**The request:**
Convert every line of the items below into a Markdown table with the columns Row and Line, numbering the rows in order and leaving out any blank lines.

::::::::

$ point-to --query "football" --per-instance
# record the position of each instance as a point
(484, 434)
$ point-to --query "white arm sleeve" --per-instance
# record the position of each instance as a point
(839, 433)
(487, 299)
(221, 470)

::::::::

**Final answer:**
| Row | Line |
|---|---|
| 1 | $ point-to --query "football" --per-instance |
| 2 | # record the position of each instance as a point |
| 3 | (484, 434) |
| 4 | $ point-to --query "white arm sleeve" --per-instance |
| 5 | # record the position of each instance as a point |
| 6 | (839, 433) |
| 7 | (487, 299) |
| 8 | (221, 470) |